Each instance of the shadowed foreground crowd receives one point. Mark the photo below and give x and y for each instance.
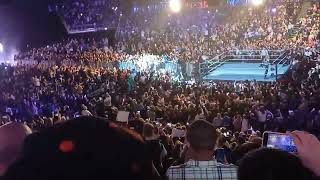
(59, 117)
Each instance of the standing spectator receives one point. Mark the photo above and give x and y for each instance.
(201, 137)
(217, 121)
(12, 136)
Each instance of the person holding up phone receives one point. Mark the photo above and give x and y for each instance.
(308, 147)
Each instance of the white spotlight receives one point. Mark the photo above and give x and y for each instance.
(175, 5)
(257, 2)
(1, 48)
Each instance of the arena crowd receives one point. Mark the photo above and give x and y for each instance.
(69, 94)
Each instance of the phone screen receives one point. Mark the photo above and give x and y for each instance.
(279, 141)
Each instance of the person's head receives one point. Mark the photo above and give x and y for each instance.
(201, 137)
(82, 148)
(272, 164)
(148, 130)
(12, 136)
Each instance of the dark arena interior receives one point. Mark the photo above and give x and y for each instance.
(160, 89)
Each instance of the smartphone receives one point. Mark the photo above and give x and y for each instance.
(279, 141)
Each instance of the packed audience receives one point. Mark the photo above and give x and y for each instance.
(86, 14)
(177, 36)
(66, 95)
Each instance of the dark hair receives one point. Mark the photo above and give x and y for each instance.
(202, 135)
(148, 130)
(272, 164)
(83, 148)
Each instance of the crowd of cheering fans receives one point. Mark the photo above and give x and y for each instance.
(70, 100)
(85, 14)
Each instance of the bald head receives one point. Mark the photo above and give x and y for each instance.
(11, 138)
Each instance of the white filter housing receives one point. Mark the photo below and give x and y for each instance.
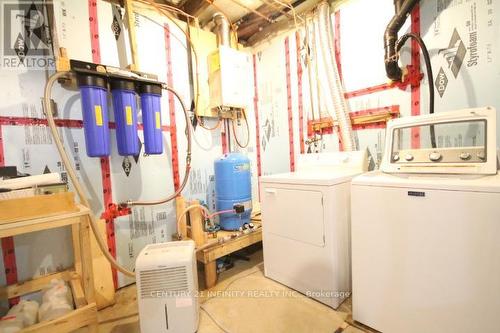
(167, 284)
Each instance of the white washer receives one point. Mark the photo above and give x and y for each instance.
(306, 232)
(426, 247)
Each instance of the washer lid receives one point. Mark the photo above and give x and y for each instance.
(472, 183)
(324, 178)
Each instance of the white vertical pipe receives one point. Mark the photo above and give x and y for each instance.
(335, 84)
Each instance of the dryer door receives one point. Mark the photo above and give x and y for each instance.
(294, 213)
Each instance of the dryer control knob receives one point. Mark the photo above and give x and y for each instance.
(435, 156)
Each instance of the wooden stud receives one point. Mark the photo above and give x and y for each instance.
(36, 206)
(210, 274)
(86, 255)
(85, 316)
(130, 16)
(180, 205)
(78, 294)
(34, 285)
(103, 276)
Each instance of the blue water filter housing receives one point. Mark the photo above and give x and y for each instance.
(94, 97)
(151, 118)
(233, 187)
(125, 111)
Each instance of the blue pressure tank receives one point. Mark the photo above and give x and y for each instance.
(233, 189)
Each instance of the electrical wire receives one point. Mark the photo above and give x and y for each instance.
(427, 60)
(248, 133)
(195, 56)
(72, 173)
(188, 160)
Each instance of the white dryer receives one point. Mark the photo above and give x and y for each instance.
(306, 225)
(426, 246)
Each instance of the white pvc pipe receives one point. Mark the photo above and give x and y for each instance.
(335, 84)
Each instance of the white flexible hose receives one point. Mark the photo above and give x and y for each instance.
(336, 89)
(72, 173)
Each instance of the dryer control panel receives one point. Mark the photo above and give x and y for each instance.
(455, 142)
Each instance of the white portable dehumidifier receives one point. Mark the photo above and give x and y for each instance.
(167, 284)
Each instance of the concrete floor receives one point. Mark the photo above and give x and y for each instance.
(286, 313)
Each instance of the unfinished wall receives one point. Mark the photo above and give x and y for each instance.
(463, 40)
(96, 31)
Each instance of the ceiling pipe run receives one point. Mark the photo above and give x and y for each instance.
(403, 10)
(222, 30)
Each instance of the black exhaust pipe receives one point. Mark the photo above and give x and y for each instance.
(403, 9)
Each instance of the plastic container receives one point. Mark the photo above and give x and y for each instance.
(233, 187)
(151, 118)
(94, 97)
(125, 111)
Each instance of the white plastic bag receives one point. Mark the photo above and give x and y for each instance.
(57, 301)
(11, 323)
(26, 310)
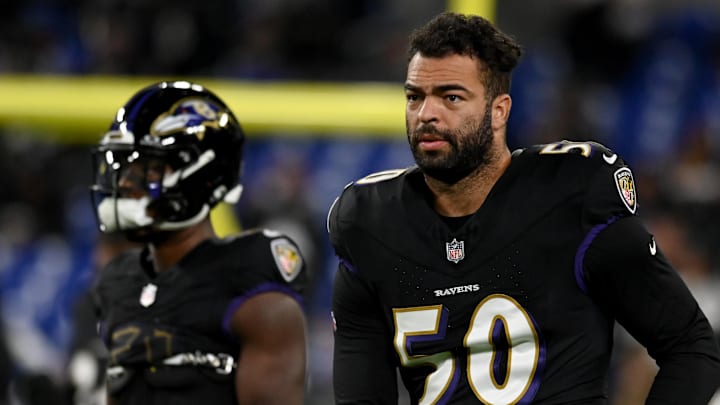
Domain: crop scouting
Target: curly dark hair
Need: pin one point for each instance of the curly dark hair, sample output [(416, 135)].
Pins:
[(471, 35)]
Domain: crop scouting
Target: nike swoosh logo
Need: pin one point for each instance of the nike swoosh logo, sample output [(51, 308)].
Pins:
[(653, 247), (610, 159)]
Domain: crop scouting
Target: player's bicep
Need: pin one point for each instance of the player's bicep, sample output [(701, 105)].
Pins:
[(363, 362), (272, 362), (629, 275)]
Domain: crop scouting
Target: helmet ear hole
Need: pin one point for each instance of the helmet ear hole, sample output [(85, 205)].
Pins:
[(195, 136)]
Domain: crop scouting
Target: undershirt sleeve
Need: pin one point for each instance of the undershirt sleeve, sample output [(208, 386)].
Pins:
[(630, 278)]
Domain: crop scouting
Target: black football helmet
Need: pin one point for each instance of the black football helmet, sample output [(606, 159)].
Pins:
[(172, 153)]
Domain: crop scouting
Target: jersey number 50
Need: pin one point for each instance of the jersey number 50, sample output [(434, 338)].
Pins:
[(428, 323)]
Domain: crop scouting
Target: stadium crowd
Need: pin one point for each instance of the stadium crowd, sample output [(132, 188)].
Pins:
[(641, 77)]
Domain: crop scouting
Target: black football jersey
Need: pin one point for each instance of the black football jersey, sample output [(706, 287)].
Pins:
[(165, 332), (497, 311)]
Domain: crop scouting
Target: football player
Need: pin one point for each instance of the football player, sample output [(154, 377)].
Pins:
[(494, 277), (191, 318)]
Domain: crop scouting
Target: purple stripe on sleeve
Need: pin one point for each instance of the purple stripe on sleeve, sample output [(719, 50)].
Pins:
[(262, 288), (348, 265), (582, 250)]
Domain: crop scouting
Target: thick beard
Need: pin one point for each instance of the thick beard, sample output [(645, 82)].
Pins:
[(470, 147)]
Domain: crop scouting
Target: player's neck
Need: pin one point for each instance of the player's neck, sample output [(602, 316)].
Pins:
[(169, 253), (467, 195)]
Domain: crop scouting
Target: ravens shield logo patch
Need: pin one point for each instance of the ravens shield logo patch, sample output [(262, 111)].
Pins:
[(287, 258), (626, 187)]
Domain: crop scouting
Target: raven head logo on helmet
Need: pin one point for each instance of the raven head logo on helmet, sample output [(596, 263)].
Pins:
[(172, 153)]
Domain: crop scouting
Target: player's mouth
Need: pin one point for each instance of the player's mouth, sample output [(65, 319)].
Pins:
[(431, 142)]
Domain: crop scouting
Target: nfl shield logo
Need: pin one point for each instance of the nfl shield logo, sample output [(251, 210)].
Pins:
[(455, 250), (147, 296)]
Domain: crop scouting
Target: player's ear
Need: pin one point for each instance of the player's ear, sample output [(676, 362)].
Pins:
[(500, 111)]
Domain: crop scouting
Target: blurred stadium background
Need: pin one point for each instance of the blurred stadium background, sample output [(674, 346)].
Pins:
[(317, 85)]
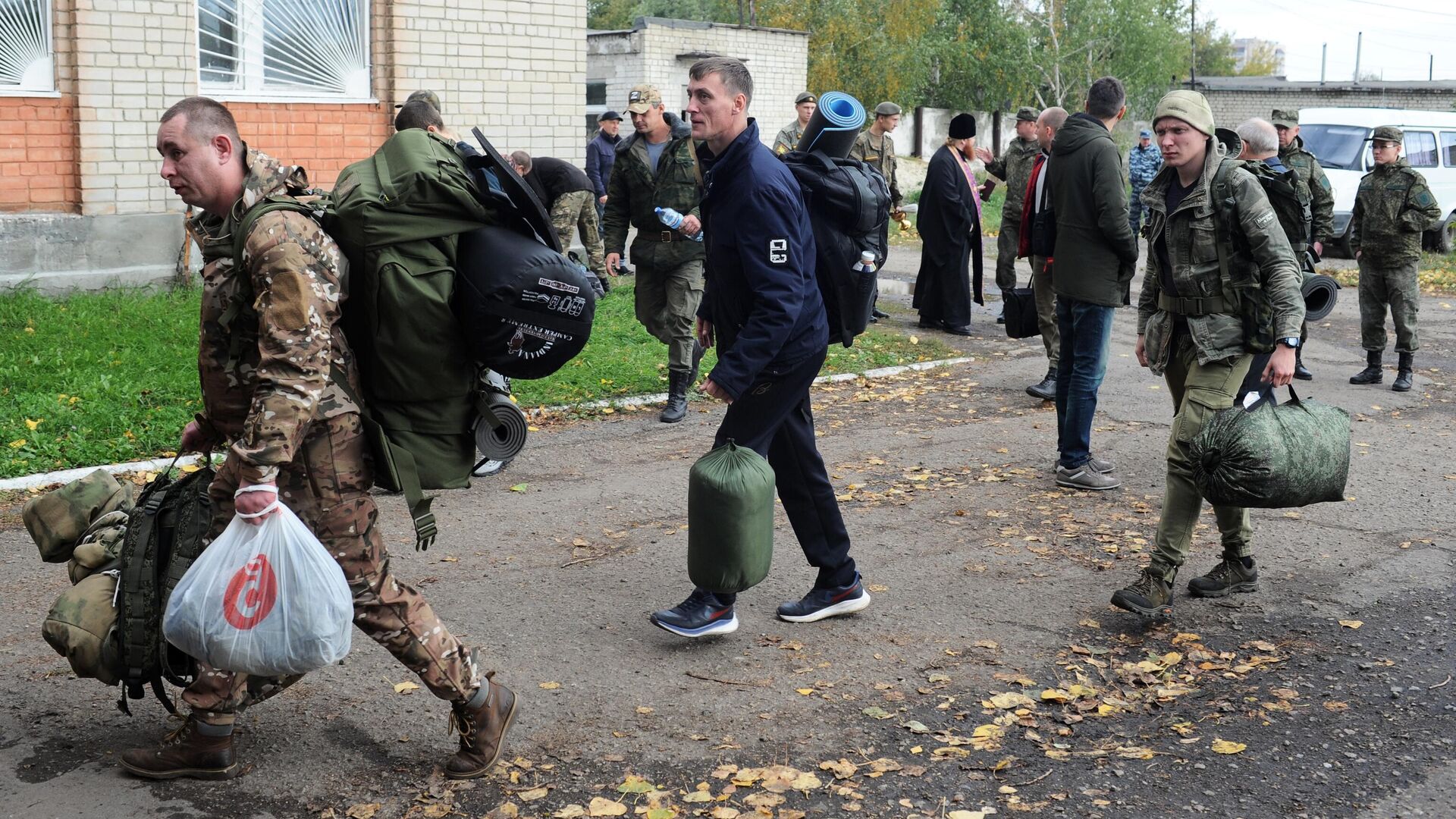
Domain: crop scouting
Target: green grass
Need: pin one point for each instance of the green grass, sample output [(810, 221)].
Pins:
[(104, 378)]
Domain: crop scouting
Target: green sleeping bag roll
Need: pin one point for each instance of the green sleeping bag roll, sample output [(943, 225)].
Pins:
[(730, 515)]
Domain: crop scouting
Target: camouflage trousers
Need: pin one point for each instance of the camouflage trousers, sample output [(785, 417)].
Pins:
[(1006, 246), (1397, 286), (666, 302), (327, 485), (1199, 392), (579, 210)]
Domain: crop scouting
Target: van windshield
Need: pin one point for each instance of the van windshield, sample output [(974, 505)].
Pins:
[(1335, 146)]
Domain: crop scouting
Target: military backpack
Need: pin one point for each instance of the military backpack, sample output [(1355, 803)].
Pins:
[(398, 218), (1291, 203)]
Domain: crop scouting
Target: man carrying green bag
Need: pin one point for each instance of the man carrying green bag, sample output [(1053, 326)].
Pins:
[(764, 308)]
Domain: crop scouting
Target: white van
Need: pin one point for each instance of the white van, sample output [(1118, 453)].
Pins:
[(1340, 139)]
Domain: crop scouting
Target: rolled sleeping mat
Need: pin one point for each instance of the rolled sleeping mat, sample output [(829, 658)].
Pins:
[(835, 124), (1320, 293)]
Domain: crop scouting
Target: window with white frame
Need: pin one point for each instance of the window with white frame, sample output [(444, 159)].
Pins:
[(290, 49), (27, 58)]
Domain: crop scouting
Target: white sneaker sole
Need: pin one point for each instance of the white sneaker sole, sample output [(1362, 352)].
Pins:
[(717, 627), (848, 607)]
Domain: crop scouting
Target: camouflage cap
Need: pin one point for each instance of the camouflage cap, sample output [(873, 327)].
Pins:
[(642, 98), (425, 95), (1285, 118), (1388, 133)]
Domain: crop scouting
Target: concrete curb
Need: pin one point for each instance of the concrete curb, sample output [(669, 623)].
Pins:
[(66, 475)]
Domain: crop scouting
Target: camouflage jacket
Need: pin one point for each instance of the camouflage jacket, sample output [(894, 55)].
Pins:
[(881, 158), (1321, 196), (270, 335), (1392, 209), (1014, 168), (788, 137), (1193, 253), (634, 191)]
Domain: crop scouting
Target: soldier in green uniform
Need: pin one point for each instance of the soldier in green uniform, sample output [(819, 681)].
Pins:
[(875, 148), (1012, 168), (270, 347), (657, 167), (789, 136), (1321, 202), (1392, 209), (1190, 330)]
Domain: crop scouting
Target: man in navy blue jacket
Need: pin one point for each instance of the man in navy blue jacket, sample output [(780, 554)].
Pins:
[(764, 308)]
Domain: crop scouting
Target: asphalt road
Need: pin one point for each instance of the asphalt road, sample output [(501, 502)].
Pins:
[(989, 672)]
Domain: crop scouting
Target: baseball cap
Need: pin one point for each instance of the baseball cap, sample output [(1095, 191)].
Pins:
[(644, 96)]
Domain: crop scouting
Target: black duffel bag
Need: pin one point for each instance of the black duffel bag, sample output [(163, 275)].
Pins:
[(1294, 453), (525, 308)]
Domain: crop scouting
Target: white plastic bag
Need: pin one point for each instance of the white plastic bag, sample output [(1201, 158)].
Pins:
[(262, 599)]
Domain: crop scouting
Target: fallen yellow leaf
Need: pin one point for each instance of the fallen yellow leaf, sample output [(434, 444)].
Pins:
[(1225, 746)]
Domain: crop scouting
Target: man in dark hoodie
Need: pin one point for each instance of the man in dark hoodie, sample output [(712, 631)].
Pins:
[(655, 168), (1095, 254), (764, 312)]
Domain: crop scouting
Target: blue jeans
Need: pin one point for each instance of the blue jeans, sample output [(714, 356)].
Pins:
[(1087, 330)]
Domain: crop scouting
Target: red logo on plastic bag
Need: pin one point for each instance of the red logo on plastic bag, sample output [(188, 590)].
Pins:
[(251, 595)]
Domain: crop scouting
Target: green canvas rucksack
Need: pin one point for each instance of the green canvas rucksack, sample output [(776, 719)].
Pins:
[(397, 218), (1291, 202)]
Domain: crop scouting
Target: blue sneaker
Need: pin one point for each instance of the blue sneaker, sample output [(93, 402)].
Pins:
[(820, 604), (699, 615)]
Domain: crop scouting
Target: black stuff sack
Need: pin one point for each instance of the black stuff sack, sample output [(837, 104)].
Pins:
[(525, 308), (1283, 457), (1021, 312), (730, 519)]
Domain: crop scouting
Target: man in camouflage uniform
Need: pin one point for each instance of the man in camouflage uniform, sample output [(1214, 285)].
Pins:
[(270, 354), (1190, 330), (1392, 209), (875, 148), (789, 136), (657, 167), (1321, 202), (1012, 168)]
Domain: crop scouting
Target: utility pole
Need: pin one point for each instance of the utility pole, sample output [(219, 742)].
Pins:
[(1193, 44), (1359, 41)]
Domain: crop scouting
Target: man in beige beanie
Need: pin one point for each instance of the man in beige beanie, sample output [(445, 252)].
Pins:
[(1191, 328)]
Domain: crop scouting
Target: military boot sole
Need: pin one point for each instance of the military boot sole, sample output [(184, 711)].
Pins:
[(1232, 589), (500, 748), (1128, 605), (213, 774)]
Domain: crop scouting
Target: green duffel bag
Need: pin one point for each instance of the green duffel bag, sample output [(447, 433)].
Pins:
[(1294, 453), (730, 519)]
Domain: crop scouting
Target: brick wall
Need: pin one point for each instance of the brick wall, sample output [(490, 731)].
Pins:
[(38, 153), (777, 58), (513, 69), (321, 137)]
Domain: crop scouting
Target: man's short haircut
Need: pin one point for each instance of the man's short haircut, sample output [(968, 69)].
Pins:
[(419, 114), (733, 74), (206, 118), (1055, 117), (1106, 98), (1260, 136)]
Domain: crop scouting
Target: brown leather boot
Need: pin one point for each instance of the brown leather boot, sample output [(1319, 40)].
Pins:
[(185, 752), (482, 732)]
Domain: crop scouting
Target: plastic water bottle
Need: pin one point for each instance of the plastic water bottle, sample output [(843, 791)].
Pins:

-- -- --

Problem => Go through the records and copy each line with "canvas" in it.

Output for this task =>
Target: green canvas rucksack
Need: pin one point for each instance of the green canvas rucksack, sample output [(776, 719)].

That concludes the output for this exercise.